What this exercise asks:
1) Name every accident entry in the South Korean rail accidents list below, along with its death toll.
2) In the South Korean rail accidents list below, please explain why the Busan-to-Seoul express in 1981 had stopped, and what happened next.

Selected passage:
****

= List of rail accidents in South Korea =

This is a list of the most serious South Korean rail-related accidents.

== 20th century ==

=== 1940s ===
- 1948 Daejeon train crash: About 15 mi north of Daejeon, a passenger train crashes into the rear of another train; 40 people were killed and nearly 60 injured, most of them U.S. troops.
=== 1950s ===
- 1954 Suwon–Osan train crash: A passenger train crashes into an empty freight car between Suwon and Osan, killing 57 people and injuring at least 100.
=== 1970s ===
- 1976 Seoul train collision: At a level crossing in Seoul, a train collided with a tanker truck carrying flammable liquid, killing 20 people.
=== 1980s ===
- 1981 Busan–Seoul train collision: An express from Busan to Seoul was stopped after hitting a motorcycle on a level crossing at Daegu. The local train following then collided with the express; killing 54.

****

Dataset content:
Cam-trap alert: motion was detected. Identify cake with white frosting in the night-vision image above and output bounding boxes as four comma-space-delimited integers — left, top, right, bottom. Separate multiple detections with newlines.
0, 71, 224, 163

****

Results of the exercise:
1)
- 1948 Daejeon train crash: 40 killed
- 1954 Suwon–Osan train crash: 57 killed
- 1976 Seoul train collision: 20 killed
- 1981 Busan–Seoul train collision: 54 killed

2) The express had stopped after hitting a motorcycle on a level crossing at Daegu. The local train behind it then collided with the stopped express, killing 54 people.